**Task prompt:** Transcribe the records in full.

**Recorded information:**
^^^^^^^^^^^^^^^^

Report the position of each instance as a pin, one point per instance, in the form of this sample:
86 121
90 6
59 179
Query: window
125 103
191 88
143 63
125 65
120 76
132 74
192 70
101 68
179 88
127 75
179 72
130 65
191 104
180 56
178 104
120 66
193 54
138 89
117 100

^^^^^^^^^^^^^^^^

**Answer box:**
Report the position of each instance as a pin, one point per instance, in the form of this sample:
86 121
90 6
59 179
Query: window
125 103
191 88
143 63
125 65
120 76
132 74
192 70
101 68
179 88
127 75
179 72
130 65
191 104
180 56
178 104
120 66
193 54
138 89
117 100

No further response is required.